What is expected
Pull out every line in the items below that contains the string "Query", and list those lines in their original order.

Data listing
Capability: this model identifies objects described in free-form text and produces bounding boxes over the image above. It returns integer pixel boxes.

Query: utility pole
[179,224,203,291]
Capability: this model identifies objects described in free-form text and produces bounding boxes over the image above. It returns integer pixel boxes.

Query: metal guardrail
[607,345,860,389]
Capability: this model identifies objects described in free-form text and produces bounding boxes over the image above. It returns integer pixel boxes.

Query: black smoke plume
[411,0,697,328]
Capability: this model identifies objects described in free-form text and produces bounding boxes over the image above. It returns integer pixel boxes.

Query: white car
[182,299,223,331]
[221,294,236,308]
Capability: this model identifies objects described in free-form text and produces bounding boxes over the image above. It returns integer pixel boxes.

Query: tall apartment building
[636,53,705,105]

--

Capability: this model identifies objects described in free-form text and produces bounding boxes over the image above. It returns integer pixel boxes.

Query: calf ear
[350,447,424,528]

Solution for this problem
Query: utility pole
Query: metal guardrail
Query: black smoke plume
Query: white car
Query: tall apartment building
Query: calf ear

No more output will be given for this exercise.